====== DATA SUPPLIED ======

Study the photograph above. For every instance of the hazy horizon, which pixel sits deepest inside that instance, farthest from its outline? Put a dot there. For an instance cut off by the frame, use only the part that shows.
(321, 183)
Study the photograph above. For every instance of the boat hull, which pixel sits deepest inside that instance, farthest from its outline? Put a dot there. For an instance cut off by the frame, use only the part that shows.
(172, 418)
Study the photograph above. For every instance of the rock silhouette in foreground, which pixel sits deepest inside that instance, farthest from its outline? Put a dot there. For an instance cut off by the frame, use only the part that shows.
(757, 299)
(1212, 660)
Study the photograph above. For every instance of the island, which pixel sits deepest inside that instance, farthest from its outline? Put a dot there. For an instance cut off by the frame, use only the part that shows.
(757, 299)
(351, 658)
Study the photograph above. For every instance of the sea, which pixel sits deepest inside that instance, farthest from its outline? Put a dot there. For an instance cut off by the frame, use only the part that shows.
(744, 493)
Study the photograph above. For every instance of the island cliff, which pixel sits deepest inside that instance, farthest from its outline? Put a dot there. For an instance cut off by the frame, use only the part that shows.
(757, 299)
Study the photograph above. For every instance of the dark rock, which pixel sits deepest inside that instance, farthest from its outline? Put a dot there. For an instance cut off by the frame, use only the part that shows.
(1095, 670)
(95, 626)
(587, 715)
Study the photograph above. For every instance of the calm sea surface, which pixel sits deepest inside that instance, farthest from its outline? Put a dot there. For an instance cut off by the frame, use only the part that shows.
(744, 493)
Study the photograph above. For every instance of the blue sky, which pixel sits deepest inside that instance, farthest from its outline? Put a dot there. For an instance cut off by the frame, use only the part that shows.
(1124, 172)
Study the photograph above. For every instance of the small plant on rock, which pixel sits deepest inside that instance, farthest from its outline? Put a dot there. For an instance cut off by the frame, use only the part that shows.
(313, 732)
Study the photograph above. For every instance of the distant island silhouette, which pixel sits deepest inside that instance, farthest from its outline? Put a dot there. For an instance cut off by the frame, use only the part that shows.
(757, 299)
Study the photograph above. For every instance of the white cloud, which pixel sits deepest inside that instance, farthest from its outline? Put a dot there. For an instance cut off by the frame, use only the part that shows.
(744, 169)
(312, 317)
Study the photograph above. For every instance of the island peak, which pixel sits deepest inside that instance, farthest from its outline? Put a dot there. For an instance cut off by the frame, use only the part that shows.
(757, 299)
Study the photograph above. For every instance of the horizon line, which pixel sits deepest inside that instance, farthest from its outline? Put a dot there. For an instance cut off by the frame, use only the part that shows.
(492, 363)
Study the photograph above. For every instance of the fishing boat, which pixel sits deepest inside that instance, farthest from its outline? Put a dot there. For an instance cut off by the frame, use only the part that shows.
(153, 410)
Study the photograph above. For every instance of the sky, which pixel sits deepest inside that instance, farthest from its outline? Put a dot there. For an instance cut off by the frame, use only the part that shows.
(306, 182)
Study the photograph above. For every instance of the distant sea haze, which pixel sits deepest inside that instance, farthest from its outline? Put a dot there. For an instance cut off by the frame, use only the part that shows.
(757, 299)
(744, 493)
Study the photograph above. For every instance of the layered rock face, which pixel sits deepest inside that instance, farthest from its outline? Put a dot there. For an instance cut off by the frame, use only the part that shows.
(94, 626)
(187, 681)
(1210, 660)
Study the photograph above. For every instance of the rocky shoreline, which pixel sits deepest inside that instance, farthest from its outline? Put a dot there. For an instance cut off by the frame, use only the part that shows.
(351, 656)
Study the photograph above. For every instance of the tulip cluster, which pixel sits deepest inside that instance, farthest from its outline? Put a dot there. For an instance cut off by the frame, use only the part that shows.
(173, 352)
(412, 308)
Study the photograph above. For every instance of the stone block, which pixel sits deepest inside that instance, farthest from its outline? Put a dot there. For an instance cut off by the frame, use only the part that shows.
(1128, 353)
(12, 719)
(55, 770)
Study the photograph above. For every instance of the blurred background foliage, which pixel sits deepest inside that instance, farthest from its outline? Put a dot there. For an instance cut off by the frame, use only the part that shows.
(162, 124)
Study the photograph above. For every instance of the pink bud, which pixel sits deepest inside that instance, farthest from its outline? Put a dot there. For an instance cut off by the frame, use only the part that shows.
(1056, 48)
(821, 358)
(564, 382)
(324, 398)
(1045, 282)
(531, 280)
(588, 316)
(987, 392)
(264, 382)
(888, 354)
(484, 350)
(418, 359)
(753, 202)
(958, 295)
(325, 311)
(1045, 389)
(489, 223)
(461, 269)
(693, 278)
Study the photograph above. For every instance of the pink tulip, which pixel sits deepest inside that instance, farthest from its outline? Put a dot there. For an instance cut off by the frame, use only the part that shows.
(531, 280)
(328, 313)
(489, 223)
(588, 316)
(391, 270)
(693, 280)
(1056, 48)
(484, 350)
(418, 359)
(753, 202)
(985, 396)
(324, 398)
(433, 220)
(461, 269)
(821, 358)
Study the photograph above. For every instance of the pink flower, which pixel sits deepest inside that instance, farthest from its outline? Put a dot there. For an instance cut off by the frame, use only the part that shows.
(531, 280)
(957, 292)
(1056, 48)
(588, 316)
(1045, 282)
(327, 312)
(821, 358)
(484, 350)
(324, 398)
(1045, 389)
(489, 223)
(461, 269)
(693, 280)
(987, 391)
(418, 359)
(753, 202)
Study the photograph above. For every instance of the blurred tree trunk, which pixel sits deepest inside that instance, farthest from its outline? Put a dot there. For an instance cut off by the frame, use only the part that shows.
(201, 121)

======

PROBLEM DETAILS =
Without omitting anything, output the data verbatim.

RESULT BELOW =
Study the photograph above. For every instance of the hazy horizon, which pixel sits deepest inside that instance, farthest from its outline? Put a dot there. For an instance cut off by the frame, use only the part that shows.
(321, 183)
Study the photograph above. For every instance of the boat hull, which pixel sits deepest inside that instance, farthest from its outline? Put a dot there. For an instance cut off by the frame, use only the part that shows.
(172, 418)
Study the photograph above. For every instance of the rock silhouette in foreground, which pixel sits deepest inside that instance, farthest from its outline? Put a dot there. For an instance cut off by the frame, use only the part that shows.
(757, 299)
(1212, 660)
Study the photograph above. For every instance of the island, which pixel sits deepest inside that instance, farthest from its outline? Put a dot there. For an instance cut off by the frame, use only the part that shows.
(757, 299)
(351, 658)
Study the photograph above. For every instance of the sea, which pixel sits deepest inside that instance, farthest from its outline? Put a dot there. For an instance cut off by the frame, use only the part that shows.
(744, 493)
Study the photograph above. For every instance of the island cliff, which pixel sits deepest inside that instance, farthest from its outline? Put a dot there. For an instance cut off by the frame, use only the part that shows.
(757, 299)
Study the photograph above. For every instance of the dark rock, which pixel sits deepest inside that instance, farthest from its outline? Put a dot there. For an instance cut off by the frame, use only the part that shows.
(1095, 670)
(95, 626)
(587, 715)
Study the photograph above. For every instance of the calm sea surface, which pixel sits deepest inside that instance, farthest from its outline? Put a dot there. For an instance cut off by the frame, use only the part that shows.
(744, 493)
Study the photograph above. For every instance of the blue sky, which pixel sits deepest inside that instance, farthest from its outline? Put a dot there. For an instance cut off by the frame, use only the part that shows.
(1124, 172)
Study the photograph above. For every instance of the small plant on rock, which pixel sits deepest inside that instance, farthest from its outline? Put a dot there. For an instance cut off by the frame, use only the part that shows.
(313, 732)
Study the photograph above. For every instance of the distant island silhouette, which pixel sits deepest inside that instance, farthest from its outline? Put a dot there. For an instance cut off by the frame, use only the part that shows.
(757, 299)
Study the photograph above. For every instance of the white cloud, which pixel sits deepest inside that instance, farthest from its outline? Put a dot there. For an instance cut off by the frame, use only the part that shows.
(744, 169)
(312, 317)
Study the photograph above. For every instance of the island peak, which pixel sits deepest inside that instance, farthest from its outline? Put a dot there. For an instance cut off by the frame, use only the part that shows.
(757, 299)
Study the photograph above. For every instance of the horizon line, which pixel sits deepest inside that instance, farthest from its outline? Put a dot there. For an instance cut off by the frame, use only the part that shows.
(492, 363)
Study the photograph above. For every instance of the fishing boat, which pixel sits deepest inside that instance, farthest from its outline? Put a dot there. For an instance cut off by the frame, use only the part that shows.
(153, 410)
Study the photograph above. For every instance of the sky, which pixel sits deepest inside that instance, farthest from its outline? Put a dot there. For an instance cut off by the frame, use only the part that shows.
(306, 182)
Study the photograph above. For every instance of the distant sea haze, which pixel sits deepest inside that instance, farthest from its outline? Put a dot there. For an instance cut off by the frame, use only the part that shows.
(757, 299)
(744, 493)
Study the photograph above. For every instance of the layered rock face, which pixel sits deepest inside that instance, farthest from its outline? Put a dot there. For an instance cut off by the frame, use only the part that shows.
(94, 626)
(187, 681)
(1210, 660)
Study the photograph above. For every instance of the rocky shoreline, which pixel sits deepest inside that instance, farthest from its outline? Put a dot there. For an instance cut off by the frame, use only the part that shows.
(351, 656)
Study the photograph above. For every instance of the tulip cluster, which pixel sits deepest inside that instance, farthest from its outline? Put a dot there. For an instance cut off by the frame, use only the part that shows.
(173, 352)
(412, 308)
Study the photograph above. For every instance of the stone block, which pixel sits deepest inside that instance, farthest from its outline? Put a dot there. For an instance cut off by the frame, use only the part that shows.
(1128, 353)
(12, 719)
(55, 770)
Study the photograph above. For every instance of the blurred background foliage, which pixel sits deepest inside that instance, farthest from its outline? Put a dot there. For an instance cut off by the frame, use only the part that shows.
(162, 124)
Study the photograph above. For every instance of the pink bud, which pixel sits deepest inside that instance, farthest from its outline? Put a dot there. For an instance cut off by the frame, use only the part that shows.
(1056, 48)
(821, 358)
(564, 382)
(324, 398)
(1045, 282)
(531, 280)
(588, 316)
(987, 392)
(264, 382)
(888, 354)
(484, 350)
(418, 359)
(753, 202)
(958, 295)
(325, 311)
(1045, 389)
(489, 223)
(461, 269)
(693, 278)
Study the photograph above. For every instance of the pink tulip, which pixel sits deepest inside that instance, farthest from its outline? Put a dot there. For an instance cut off by the frame, use only the part that shows.
(531, 280)
(328, 313)
(489, 223)
(588, 316)
(391, 270)
(693, 280)
(1056, 48)
(484, 350)
(418, 359)
(753, 202)
(985, 396)
(324, 398)
(433, 220)
(461, 269)
(821, 358)
Study the photograph above. For every instance of the pink flower, which pixel sits deepest inside that instance, farthest from its outline? Put a dot there. For an instance cut off by the frame, use only the part that shows.
(531, 280)
(957, 292)
(1056, 48)
(588, 316)
(1045, 282)
(327, 312)
(821, 358)
(484, 350)
(324, 398)
(1045, 389)
(489, 223)
(461, 269)
(693, 280)
(987, 391)
(418, 359)
(753, 202)
Study the photograph above. For every instance of the blurred tree trunk, which pixel sits deepest inside that instance, farthest from its outline? Put a dot there. For an instance cut off by the frame, use only the part that shows.
(201, 121)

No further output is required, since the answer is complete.